_Recorded data:_
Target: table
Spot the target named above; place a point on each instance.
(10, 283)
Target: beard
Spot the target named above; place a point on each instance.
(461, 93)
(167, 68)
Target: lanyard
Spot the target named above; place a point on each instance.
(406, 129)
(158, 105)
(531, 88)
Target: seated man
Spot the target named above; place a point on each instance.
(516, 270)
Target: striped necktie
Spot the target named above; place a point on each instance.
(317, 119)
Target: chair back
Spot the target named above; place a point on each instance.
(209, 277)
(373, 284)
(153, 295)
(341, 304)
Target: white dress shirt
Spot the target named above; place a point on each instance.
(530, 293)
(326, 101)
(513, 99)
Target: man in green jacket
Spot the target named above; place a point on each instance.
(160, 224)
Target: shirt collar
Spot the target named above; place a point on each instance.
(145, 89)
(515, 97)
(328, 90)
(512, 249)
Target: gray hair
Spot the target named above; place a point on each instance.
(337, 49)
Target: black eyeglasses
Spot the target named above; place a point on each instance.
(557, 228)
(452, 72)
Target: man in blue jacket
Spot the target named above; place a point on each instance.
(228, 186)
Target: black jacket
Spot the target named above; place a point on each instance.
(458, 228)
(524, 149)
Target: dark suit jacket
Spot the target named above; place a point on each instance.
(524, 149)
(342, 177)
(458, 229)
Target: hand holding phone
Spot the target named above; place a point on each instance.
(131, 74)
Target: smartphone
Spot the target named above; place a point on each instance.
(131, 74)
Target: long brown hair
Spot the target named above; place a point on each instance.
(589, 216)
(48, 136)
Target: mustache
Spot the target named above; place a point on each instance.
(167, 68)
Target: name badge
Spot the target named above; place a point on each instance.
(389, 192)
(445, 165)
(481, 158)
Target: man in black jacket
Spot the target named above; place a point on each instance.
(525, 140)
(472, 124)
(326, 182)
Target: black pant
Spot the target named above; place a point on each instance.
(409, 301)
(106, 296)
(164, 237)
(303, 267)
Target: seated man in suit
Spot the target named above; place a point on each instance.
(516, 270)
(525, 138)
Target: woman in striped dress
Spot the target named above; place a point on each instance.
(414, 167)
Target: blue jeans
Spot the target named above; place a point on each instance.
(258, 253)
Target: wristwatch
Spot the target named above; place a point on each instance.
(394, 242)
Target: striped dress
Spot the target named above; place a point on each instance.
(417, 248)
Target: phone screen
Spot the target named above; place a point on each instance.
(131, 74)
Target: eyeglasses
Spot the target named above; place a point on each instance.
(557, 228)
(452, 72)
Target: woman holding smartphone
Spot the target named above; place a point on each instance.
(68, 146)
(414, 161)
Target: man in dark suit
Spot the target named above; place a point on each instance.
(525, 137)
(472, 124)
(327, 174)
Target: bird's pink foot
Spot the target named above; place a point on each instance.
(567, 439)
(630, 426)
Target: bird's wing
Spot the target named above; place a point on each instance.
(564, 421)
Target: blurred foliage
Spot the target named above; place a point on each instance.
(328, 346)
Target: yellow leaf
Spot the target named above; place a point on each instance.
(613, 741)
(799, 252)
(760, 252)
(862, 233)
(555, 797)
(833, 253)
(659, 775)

_Description of the task:_ Please transcribe the data exactly from its first line. End with the line that contains "Target: chair back".

_Output below:_
Target: table
Spot the target named above; place a point on each instance.
(10, 283)
Target: beard
Spot the target named above; place a point on each instance.
(461, 93)
(167, 68)
Target: lanyard
Spot the target named above; place a point on each instance.
(406, 129)
(158, 105)
(531, 88)
Target: seated man
Spot the target named above; place a point on each instance.
(516, 270)
Target: striped necktie
Spot the target named above; place a point on each instance.
(317, 119)
Target: chair back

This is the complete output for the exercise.